### WHAT THE EXERCISE ASKS
Express the part of the entries below that opens with the line containing "Reviewer note: every instance of the wolfpack" and closes with the line containing "column 301, row 65" as a Markdown table. Use the columns Row and Line, give each line its own numbered row, and leave out blank lines.

### DATA SUPPLIED

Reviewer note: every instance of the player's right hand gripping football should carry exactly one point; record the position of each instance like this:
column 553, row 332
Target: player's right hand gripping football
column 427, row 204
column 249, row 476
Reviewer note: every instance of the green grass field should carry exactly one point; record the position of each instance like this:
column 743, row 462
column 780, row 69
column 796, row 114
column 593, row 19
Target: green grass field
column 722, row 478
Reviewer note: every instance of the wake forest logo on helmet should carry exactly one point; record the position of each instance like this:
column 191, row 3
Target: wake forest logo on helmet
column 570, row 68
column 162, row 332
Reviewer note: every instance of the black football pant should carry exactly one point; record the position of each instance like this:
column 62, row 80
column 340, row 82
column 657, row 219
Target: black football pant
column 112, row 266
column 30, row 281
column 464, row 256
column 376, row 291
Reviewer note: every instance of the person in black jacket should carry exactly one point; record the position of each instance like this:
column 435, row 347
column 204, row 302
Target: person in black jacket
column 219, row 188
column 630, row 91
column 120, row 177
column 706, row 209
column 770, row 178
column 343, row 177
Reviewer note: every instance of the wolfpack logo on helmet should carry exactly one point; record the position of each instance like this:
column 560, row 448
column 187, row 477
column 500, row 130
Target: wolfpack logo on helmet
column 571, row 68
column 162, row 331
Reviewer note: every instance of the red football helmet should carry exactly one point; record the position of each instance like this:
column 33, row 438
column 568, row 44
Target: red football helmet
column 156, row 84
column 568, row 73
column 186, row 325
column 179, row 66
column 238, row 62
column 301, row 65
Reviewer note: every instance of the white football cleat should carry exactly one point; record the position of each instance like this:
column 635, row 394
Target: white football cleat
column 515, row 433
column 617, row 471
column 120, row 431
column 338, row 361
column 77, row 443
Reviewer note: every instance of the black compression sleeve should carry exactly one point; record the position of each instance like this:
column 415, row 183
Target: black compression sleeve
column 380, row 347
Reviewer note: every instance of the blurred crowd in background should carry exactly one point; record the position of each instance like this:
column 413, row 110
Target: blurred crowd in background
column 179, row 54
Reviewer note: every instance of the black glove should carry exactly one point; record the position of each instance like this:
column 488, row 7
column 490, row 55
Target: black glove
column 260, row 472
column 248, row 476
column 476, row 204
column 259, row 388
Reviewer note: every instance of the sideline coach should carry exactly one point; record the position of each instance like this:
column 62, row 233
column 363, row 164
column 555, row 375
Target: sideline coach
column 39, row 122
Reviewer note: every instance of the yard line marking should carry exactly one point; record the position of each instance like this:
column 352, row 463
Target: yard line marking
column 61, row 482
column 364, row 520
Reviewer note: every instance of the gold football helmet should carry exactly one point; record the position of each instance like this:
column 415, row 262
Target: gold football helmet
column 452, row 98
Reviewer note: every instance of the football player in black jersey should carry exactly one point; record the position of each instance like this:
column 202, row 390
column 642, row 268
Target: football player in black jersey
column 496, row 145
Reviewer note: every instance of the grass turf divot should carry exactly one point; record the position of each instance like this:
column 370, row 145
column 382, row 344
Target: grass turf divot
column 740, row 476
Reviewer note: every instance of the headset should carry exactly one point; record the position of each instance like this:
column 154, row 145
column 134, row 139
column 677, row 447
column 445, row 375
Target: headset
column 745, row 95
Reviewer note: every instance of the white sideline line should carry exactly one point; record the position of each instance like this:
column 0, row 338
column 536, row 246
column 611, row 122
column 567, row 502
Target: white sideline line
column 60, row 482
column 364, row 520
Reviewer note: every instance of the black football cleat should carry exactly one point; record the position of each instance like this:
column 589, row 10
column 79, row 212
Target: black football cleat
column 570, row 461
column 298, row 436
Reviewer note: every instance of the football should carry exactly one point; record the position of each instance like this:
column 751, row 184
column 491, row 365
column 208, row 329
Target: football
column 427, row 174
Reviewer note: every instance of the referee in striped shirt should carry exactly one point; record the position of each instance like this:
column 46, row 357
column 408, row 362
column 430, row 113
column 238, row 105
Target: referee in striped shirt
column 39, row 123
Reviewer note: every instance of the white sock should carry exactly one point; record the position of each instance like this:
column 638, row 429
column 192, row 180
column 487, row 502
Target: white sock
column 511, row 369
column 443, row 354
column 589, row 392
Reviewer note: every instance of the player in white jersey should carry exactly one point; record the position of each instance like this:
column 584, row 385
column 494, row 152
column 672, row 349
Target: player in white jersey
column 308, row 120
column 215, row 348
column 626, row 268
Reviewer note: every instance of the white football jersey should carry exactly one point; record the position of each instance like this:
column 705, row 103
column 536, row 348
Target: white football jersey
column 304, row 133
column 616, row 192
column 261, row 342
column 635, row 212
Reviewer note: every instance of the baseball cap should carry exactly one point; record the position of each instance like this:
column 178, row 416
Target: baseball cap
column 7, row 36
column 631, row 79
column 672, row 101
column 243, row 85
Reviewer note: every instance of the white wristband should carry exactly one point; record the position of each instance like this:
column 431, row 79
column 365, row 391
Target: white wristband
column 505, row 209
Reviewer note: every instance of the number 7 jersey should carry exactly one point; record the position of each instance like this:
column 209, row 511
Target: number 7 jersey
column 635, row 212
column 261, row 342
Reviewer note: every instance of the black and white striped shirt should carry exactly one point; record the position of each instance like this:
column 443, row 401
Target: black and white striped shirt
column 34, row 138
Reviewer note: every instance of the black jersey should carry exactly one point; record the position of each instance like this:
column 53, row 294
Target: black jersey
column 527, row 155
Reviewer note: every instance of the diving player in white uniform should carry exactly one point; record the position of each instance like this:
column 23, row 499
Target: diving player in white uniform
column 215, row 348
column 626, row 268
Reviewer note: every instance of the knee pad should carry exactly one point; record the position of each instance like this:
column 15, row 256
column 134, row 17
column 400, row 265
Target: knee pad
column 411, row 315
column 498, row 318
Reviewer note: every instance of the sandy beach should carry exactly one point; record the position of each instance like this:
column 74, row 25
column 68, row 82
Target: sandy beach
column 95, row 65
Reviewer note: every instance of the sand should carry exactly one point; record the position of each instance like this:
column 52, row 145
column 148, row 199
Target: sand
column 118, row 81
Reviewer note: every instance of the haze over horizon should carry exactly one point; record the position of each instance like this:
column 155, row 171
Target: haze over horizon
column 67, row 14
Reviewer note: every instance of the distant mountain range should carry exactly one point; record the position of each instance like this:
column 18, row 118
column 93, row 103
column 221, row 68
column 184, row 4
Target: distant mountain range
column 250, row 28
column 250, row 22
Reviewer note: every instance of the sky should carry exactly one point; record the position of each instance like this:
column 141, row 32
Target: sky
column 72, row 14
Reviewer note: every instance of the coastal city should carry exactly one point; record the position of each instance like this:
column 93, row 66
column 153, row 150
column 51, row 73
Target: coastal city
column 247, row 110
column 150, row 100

### OUTPUT
| Row | Line |
|---|---|
| 1 | Reviewer note: every instance of the wolfpack logo on helmet should carry exactly one point; record the position of each instance like this: |
| 2 | column 560, row 448 |
| 3 | column 187, row 477 |
| 4 | column 500, row 130 |
| 5 | Target: wolfpack logo on helmet |
| 6 | column 571, row 68 |
| 7 | column 162, row 331 |
| 8 | Reviewer note: every instance of the red football helmet should carry exactly one point; record the position of each instance like this: |
| 9 | column 33, row 438 |
| 10 | column 568, row 44 |
| 11 | Target: red football helmet |
| 12 | column 156, row 84 |
| 13 | column 568, row 73 |
| 14 | column 186, row 325 |
| 15 | column 179, row 66 |
| 16 | column 238, row 62 |
| 17 | column 301, row 65 |